## Testo del documento:
= = = =

Calvino: cent’anni dalla nascita dello scrittore rampante

Il 15 ottobre di quest’anno ricorrerà il centenario dalla nascita di uno degli scrittori che maggiormente hanno fatto la storia della letteratura italiana contemporanea: si tratta di Italo Calvino. Sono tantissimi gli eventi programmati in tante città italiane per commemorare l’autore: primo fra tutti, la Zecca e il Poligrafo di Stato hanno prodotto delle monete in argento in suo onore, rappresentanti due personaggi de Il barone rampante, Cosimo e Violante.

Un tale colosso della letteratura italiana non può certamente passare inosservato: qui si ripercorrerà la vita dello scrittore e la sua crescita artistica attraverso alcuni dei suoi romanzi più noti: Il visconte dimezzato e Se una notte d’inverno un viaggiatore.

= = = =

## Compiti da svolgere:
• 1. Traduci in inglese, per favore, questa frase del testo su Calvino: «Un tale colosso della letteratura italiana non può certamente passare inosservato: qui si ripercorrerà la vita dello scrittore e la sua crescita artistica attraverso alcuni dei suoi romanzi più noti: Il visconte dimezzato e Se una notte d’inverno un viaggiatore.»
• 2. Prosegui il testo su Calvino a partire dall'ultima frase riportata.

## Voci fornite:
= = = =

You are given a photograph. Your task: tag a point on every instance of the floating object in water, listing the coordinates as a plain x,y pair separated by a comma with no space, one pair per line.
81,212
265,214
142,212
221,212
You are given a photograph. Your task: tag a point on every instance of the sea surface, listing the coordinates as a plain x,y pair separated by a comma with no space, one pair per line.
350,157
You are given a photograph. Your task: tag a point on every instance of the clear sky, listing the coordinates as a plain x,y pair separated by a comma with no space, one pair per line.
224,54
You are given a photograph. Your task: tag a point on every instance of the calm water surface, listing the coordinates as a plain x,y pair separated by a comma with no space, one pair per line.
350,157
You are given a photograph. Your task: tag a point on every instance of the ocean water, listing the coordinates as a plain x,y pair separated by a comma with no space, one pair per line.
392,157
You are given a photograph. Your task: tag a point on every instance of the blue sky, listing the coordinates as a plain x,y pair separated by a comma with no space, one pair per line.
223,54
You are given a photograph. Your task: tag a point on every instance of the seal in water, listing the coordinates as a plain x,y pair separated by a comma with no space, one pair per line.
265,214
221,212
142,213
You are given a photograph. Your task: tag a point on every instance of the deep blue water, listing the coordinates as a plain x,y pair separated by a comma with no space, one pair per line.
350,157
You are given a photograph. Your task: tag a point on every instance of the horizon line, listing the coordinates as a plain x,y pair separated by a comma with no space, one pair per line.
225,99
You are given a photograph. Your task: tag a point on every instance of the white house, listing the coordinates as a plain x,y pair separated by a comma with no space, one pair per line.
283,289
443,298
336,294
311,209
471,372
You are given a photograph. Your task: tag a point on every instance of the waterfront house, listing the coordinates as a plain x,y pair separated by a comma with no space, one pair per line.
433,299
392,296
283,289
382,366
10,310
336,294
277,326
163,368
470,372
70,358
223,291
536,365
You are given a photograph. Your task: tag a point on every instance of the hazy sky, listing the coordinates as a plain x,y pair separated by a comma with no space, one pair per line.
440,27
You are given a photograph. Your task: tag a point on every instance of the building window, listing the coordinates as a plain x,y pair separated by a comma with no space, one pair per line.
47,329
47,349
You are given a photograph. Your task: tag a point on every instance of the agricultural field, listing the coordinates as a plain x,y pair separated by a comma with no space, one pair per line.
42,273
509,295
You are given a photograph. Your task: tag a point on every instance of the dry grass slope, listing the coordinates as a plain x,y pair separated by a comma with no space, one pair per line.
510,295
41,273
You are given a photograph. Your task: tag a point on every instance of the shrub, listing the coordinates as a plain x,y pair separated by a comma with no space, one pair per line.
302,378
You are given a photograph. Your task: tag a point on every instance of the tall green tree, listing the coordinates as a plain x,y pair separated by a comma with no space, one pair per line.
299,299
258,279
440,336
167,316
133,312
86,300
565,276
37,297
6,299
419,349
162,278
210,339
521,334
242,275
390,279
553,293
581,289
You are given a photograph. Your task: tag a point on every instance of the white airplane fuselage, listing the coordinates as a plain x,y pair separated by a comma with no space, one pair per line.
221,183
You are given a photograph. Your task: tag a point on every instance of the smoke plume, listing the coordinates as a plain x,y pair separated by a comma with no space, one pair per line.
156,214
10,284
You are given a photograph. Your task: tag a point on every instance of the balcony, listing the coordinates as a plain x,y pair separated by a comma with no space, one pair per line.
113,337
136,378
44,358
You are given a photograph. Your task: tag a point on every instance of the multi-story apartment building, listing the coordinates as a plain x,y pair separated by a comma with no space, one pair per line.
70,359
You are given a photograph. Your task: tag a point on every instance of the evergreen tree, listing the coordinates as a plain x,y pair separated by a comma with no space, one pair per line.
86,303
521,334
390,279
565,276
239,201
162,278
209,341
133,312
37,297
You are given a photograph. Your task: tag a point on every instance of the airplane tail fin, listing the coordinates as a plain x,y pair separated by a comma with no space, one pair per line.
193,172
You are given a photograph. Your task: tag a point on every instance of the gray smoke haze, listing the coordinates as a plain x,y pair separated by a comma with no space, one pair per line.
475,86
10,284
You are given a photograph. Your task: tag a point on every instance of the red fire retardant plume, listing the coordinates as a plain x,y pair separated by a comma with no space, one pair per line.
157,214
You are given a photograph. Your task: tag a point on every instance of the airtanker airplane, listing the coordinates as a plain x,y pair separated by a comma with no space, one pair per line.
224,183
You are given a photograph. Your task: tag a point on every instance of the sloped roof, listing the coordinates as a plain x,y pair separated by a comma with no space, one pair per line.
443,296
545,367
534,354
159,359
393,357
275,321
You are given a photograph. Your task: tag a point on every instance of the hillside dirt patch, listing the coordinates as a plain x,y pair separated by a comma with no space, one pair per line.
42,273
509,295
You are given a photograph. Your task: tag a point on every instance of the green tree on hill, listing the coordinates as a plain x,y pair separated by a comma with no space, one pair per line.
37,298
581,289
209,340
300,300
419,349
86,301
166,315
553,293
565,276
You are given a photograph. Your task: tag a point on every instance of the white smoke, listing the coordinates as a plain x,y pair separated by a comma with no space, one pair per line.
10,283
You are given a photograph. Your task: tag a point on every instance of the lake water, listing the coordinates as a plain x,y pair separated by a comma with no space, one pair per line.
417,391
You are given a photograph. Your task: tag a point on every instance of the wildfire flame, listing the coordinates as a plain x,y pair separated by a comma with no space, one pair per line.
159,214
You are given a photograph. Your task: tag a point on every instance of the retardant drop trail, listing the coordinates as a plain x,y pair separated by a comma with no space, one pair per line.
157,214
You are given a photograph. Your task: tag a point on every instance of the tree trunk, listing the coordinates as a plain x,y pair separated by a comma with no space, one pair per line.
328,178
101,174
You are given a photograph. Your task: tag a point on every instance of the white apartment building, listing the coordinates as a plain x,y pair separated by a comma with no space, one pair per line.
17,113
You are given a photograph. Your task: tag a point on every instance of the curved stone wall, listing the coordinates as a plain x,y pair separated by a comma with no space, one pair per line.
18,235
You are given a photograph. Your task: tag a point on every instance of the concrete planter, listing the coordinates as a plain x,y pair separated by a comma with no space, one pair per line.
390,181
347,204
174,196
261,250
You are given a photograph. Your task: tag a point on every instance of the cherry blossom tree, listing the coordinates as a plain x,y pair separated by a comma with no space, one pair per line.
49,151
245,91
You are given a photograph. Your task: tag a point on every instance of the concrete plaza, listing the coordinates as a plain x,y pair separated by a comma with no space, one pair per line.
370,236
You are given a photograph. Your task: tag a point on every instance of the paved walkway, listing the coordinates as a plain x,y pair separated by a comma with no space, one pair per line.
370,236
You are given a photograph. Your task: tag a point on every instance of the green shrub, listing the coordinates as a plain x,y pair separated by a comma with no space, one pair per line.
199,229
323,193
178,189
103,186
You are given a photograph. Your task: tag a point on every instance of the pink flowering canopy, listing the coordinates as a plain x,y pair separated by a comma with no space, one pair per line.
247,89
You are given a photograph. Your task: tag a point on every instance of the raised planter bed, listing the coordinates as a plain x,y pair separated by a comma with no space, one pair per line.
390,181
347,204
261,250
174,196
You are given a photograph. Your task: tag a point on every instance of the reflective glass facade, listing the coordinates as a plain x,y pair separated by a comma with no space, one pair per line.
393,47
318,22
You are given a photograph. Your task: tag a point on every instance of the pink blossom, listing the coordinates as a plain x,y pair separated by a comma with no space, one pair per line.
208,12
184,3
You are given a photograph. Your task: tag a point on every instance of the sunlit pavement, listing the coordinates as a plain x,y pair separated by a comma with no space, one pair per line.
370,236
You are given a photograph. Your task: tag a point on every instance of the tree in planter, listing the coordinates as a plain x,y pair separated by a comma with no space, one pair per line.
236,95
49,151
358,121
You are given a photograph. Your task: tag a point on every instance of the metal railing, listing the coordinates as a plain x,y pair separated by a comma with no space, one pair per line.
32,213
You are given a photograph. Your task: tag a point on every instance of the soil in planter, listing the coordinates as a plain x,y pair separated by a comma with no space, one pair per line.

= = = =

## Risultati per compito:
• 1. Such a giant of Italian literature certainly cannot go unnoticed: here we will retrace the writer's life and his artistic growth through some of his best-known novels: Il visconte dimezzato and Se una notte d’inverno un viaggiatore.

• 2.
Calvino: dall’impegno politico alla crescita letteraria

Italo Calvino nasco il 15 ottobre del 1923 a Santiago de Las Vegas, a Cuba: il padre, originario di Sanremo, vi si era trasferito per questioni di lavoro. Lo scrittore stesso afferma di non avere alcun ricordo degli anni passati a Cuba: la famiglia, infatti, farà ritorno a Sanremo nel 1925. Dopo una fanciullezza trascorsa nella spensieratezza, estraneo al nascente fascismo, Calvino fa emergere dai primi anni dell’università la sua passione per il cinema e la letteratura: fa pubblicare alcune recensioni e scrive i primi racconti respinti dalle Einaudi a Torino, città dove lo scrittore proseguiva i suoi studi. Trasferitosi all’università di Firenze nel 1943, qui Calvino inizia a forgiare maggiormente le proprie idee politiche antifasciste; queste lo accompagneranno anche nel periodo successivo alla fine del secondo conflitto mondiale. Si iscrive al PCI e vi partecipa attivamente per anni.

Questi sono gli anni in cui Calvino da vita alla trilogia I nostri antenati. Si tratta di tre dei suoi romanzi più noti: Il visconte dimezzato (1952), Il barone rampante (1957) ed Il cavaliere inesistente (1958). Dagli anni 60 in poi lo scrittore modifica il suo stile, abbracciando il post-modernismo: di questi anni è Se una notte d’inverno un viaggiatore (1979).

Calvino muore improvvisamente il 6 settembre 1985 all’età di soli sessantun anni.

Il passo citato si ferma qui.